─── MATERIAL SHOWN

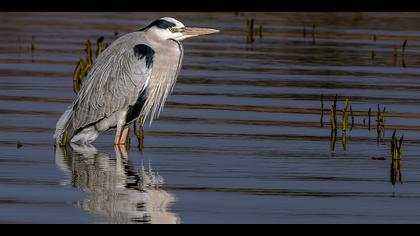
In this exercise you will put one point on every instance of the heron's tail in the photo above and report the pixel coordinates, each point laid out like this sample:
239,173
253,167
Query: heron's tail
64,131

──────

-- WHAT IS NEEDED --
All of the data must be repeated exactly, except for the pictures.

-- THE COMPLETED TASK --
In this exercise you will put one point on every instance of the heron's tail in the photo above and report the pixel coordinates, each point laid out like this sample:
239,173
253,167
Query: heron's tail
64,131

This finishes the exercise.